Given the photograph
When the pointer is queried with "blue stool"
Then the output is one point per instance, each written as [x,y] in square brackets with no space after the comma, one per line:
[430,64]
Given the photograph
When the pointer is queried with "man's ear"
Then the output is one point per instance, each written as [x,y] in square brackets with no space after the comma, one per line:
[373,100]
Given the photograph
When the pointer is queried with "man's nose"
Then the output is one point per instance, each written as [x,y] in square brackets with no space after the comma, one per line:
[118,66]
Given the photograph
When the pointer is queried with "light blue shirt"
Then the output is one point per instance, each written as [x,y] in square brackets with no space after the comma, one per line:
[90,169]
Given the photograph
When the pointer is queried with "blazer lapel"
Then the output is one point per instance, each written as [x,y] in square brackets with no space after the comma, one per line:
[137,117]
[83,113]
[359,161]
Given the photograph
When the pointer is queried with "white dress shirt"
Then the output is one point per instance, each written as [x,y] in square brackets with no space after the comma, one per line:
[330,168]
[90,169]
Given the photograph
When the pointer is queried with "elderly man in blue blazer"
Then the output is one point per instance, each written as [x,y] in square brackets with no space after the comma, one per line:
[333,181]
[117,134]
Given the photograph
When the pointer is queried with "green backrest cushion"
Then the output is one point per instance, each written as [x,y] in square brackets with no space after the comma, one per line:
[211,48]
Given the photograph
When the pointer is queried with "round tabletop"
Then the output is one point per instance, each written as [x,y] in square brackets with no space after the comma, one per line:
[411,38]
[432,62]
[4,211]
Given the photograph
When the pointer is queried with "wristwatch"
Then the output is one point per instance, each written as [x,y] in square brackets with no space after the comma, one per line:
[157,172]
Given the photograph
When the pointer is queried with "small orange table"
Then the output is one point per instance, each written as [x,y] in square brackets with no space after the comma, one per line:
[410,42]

## [To be done]
Count the lines of the records above that contain the string "shirt", treating uppercase and lowercase as different. Reply with the number alone.

## [Solution]
2